**GIVEN PROBLEM**
Copy all of the data below line for line without any changes, but leave the pictures out.

** start of INPUT DATA **

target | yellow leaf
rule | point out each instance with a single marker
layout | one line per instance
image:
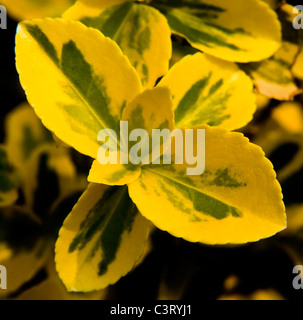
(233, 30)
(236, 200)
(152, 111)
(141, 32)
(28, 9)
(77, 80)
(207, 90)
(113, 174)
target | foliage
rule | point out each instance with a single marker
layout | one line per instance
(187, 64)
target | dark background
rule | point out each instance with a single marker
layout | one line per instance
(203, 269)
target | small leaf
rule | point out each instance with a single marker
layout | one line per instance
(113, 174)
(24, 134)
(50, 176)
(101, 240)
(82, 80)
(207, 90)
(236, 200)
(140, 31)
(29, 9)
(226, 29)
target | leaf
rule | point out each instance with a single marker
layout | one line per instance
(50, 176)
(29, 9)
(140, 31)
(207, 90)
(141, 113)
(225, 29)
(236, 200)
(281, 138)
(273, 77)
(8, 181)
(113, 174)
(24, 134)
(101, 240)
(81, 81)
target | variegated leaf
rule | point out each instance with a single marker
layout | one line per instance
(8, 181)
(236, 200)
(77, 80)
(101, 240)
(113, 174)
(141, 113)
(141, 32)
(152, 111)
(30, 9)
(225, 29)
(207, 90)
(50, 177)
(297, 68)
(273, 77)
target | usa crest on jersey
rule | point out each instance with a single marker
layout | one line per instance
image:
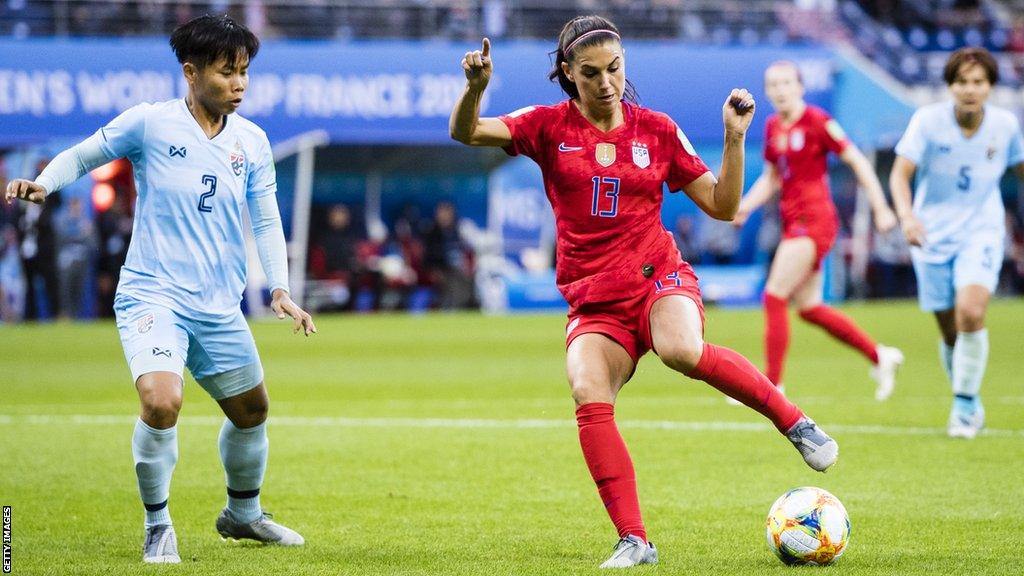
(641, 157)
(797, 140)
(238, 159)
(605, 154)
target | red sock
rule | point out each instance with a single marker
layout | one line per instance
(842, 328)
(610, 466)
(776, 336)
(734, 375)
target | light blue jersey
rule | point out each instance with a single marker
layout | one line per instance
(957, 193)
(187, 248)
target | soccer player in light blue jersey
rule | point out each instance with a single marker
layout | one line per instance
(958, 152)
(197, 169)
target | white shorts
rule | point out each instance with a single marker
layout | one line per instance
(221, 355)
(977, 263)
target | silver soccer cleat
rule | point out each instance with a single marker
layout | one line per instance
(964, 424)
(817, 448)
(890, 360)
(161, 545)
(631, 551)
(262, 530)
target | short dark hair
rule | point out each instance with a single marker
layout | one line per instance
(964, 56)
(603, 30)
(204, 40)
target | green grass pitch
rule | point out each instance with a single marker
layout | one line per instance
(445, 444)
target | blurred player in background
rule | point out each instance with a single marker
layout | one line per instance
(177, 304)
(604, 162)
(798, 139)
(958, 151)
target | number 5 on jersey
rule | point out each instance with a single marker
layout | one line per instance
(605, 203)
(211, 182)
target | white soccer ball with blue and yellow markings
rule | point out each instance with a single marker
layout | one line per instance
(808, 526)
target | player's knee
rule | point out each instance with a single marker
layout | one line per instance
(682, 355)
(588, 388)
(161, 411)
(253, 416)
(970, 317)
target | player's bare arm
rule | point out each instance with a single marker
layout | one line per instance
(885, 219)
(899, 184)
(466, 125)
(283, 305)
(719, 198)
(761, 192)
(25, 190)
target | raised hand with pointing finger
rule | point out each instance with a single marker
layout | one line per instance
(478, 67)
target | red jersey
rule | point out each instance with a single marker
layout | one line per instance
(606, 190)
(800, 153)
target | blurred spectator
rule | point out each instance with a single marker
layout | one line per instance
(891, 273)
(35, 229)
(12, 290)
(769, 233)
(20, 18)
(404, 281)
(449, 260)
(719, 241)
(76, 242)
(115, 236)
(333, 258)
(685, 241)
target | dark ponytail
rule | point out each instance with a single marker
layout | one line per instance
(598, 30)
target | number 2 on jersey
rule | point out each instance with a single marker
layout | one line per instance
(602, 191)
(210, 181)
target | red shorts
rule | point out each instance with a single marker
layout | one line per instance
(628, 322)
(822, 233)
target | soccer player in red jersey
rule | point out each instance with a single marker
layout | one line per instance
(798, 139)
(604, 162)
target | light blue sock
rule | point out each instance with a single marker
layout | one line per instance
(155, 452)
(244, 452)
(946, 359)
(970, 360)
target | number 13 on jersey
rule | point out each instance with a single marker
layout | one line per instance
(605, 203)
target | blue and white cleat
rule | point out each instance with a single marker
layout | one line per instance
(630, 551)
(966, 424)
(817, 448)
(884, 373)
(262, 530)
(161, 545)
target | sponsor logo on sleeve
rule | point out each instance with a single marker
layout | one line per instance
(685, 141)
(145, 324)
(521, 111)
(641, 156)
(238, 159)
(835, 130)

** end of INPUT DATA **

**TASK RESPONSE**
target | yellow leaf
rule | point out each instance with a single marker
layout | one line per instance
image:
(233, 30)
(236, 200)
(152, 111)
(141, 32)
(28, 9)
(77, 80)
(207, 90)
(113, 174)
target | foliage
rule | point out each instance with a single marker
layout | one line per instance
(187, 64)
target | dark background
rule | point out each instance with a single marker
layout | one line per instance
(203, 269)
target | small leaf
rule | point out each instance with a single marker
layout | one line per instance
(113, 174)
(24, 134)
(50, 176)
(101, 240)
(82, 80)
(207, 90)
(236, 200)
(140, 31)
(29, 9)
(226, 29)
target | leaf
rule | point out each instance with a single marker
layout | one line per instance
(50, 176)
(29, 9)
(140, 31)
(207, 90)
(141, 113)
(225, 29)
(236, 200)
(281, 138)
(273, 77)
(8, 181)
(113, 174)
(24, 134)
(101, 240)
(81, 81)
target | variegated leaf
rule | point out each instance with a single marker
layout | one line per instance
(8, 181)
(236, 200)
(77, 80)
(101, 240)
(113, 174)
(141, 113)
(141, 32)
(152, 111)
(30, 9)
(225, 29)
(207, 90)
(50, 177)
(297, 68)
(273, 77)
target | usa crest on jersey
rule | point out each instance with a single marker
layout | one line per instance
image:
(641, 157)
(797, 140)
(238, 159)
(605, 154)
target | red sock
rule | point out each instance with a single marker
layout | one line per instance
(842, 328)
(610, 466)
(776, 336)
(734, 375)
target | light blue jersey
rule | point out each instance with a single marker
layout | one line per instance
(957, 193)
(187, 248)
target | soccer player in light blue jersey
rule | point out each instance with a single marker
layout | one line per instance
(958, 152)
(197, 169)
target | white shorts
rule | point out each instance with a single marker
layout | one line per instance
(221, 355)
(977, 263)
target | silver soccer cleat
rule | point out each instance with a single marker
layout | one line per instance
(964, 424)
(817, 448)
(890, 360)
(161, 545)
(631, 551)
(262, 530)
target | short dark hair
rule | point out each instance with a single marker
layout | one line per instance
(964, 56)
(603, 30)
(204, 40)
target | green grass pitch
rule | point out each instance with a single marker
layout | one line per instance
(445, 444)
target | blurred player in background
rule | point out each instance with a single marker
layout | one line per instance
(177, 304)
(604, 162)
(798, 139)
(958, 151)
target | number 5 on jersey
rule | point out each instance with a single marker
layout | one line per instance
(605, 203)
(211, 182)
target | white soccer ball with blue and yellow markings
rule | point out each instance with a single marker
layout | one line per instance
(808, 526)
target | player's knee
rule | point out each instance with a single marker
layout | one line per instance
(682, 355)
(588, 388)
(161, 411)
(253, 416)
(970, 317)
target | player's bare arm
rule | point out each instance with a single marker
layout | one line per instance
(885, 219)
(899, 184)
(466, 125)
(283, 305)
(719, 198)
(761, 192)
(25, 190)
target | raised hand with pointing finger
rule | point out each instance with a single marker
layout | one line per instance
(478, 67)
target | red jersey
rule | point out each instance with a single marker
layout | one line per instance
(606, 190)
(800, 153)
target | blurred spectator
rule | point out each instance with a single marker
layout | one line per instance
(891, 273)
(35, 229)
(12, 290)
(769, 233)
(20, 18)
(404, 281)
(449, 260)
(719, 241)
(76, 242)
(115, 236)
(333, 258)
(685, 241)
target | dark ponytail
rule | point out each instance with a single marker
layout | one line per instance
(598, 30)
target | number 2 on jersey
rule | point out each instance with a single marker
layout | one line per instance
(602, 191)
(210, 181)
target | red shorts
rule | point out each instance with a single marker
layout | one line per instance
(628, 322)
(822, 233)
target | soccer player in red jersey
rule | point out each instance with a single marker
layout | one line per instance
(798, 139)
(604, 162)
target | light blue sock
rule | point out each instance with a single marker
layout | one line per instance
(155, 452)
(244, 452)
(946, 359)
(970, 360)
target | number 13 on jersey
rule | point out each instance with a single marker
layout | one line per instance
(605, 203)
target | blue and white cleat
rule | point out each instance with a single marker
layout | one line per instance
(630, 551)
(966, 424)
(817, 448)
(884, 373)
(262, 530)
(161, 545)
target | sponsor logo on sleeve
rule | point out each instance with a single marker
layout | one line per instance
(685, 141)
(145, 324)
(521, 111)
(641, 156)
(238, 159)
(835, 130)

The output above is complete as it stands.